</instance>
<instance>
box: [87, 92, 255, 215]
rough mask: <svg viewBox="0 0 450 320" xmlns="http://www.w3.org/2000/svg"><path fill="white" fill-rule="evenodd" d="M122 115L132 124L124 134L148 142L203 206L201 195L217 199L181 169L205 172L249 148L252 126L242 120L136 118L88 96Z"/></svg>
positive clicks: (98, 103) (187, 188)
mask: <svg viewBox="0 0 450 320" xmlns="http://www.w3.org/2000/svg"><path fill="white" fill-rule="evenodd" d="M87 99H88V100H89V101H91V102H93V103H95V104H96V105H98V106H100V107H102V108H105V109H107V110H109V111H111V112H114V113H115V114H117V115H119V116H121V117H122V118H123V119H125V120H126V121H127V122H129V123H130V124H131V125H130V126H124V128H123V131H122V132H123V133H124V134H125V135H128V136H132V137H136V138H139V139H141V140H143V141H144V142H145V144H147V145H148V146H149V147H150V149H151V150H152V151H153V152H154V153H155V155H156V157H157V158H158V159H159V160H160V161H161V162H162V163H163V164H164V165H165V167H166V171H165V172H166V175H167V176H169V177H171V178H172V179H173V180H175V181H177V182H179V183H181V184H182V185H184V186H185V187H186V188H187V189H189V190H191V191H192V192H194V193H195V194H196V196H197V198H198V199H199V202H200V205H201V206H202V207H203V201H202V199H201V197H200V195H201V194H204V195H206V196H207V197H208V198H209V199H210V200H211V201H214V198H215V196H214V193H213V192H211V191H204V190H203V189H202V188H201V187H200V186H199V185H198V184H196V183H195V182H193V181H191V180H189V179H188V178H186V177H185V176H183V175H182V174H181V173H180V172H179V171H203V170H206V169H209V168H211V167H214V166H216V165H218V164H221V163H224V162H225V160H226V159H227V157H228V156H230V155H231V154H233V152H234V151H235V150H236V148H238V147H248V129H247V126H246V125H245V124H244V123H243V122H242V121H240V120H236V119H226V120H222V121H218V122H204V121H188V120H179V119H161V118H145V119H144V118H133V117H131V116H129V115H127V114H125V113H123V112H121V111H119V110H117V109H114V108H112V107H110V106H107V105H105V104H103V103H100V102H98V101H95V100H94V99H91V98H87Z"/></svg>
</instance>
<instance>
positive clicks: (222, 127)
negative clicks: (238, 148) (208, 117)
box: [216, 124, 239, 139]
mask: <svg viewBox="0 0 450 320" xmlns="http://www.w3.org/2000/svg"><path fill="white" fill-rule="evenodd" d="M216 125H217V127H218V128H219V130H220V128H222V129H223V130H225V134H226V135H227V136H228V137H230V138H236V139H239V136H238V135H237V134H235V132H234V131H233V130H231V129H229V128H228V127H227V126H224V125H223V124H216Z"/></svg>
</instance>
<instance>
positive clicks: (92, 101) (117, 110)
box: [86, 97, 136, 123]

#### GOAL OF THE EXERCISE
Rewrite the records as a numbered list, beginning with their first line and continuing through the line that contains "positive clicks: (98, 103) (187, 188)", and omit any blank lines.

#### WRITTEN SOLUTION
1. </instance>
2. <instance>
3. box: [87, 92, 255, 215]
4. rough mask: <svg viewBox="0 0 450 320" xmlns="http://www.w3.org/2000/svg"><path fill="white" fill-rule="evenodd" d="M122 115L132 124L124 134L148 142L203 206L201 195L217 199L181 169L205 172L249 148L252 126L242 120L136 118L88 96Z"/></svg>
5. positive clicks: (98, 103) (187, 188)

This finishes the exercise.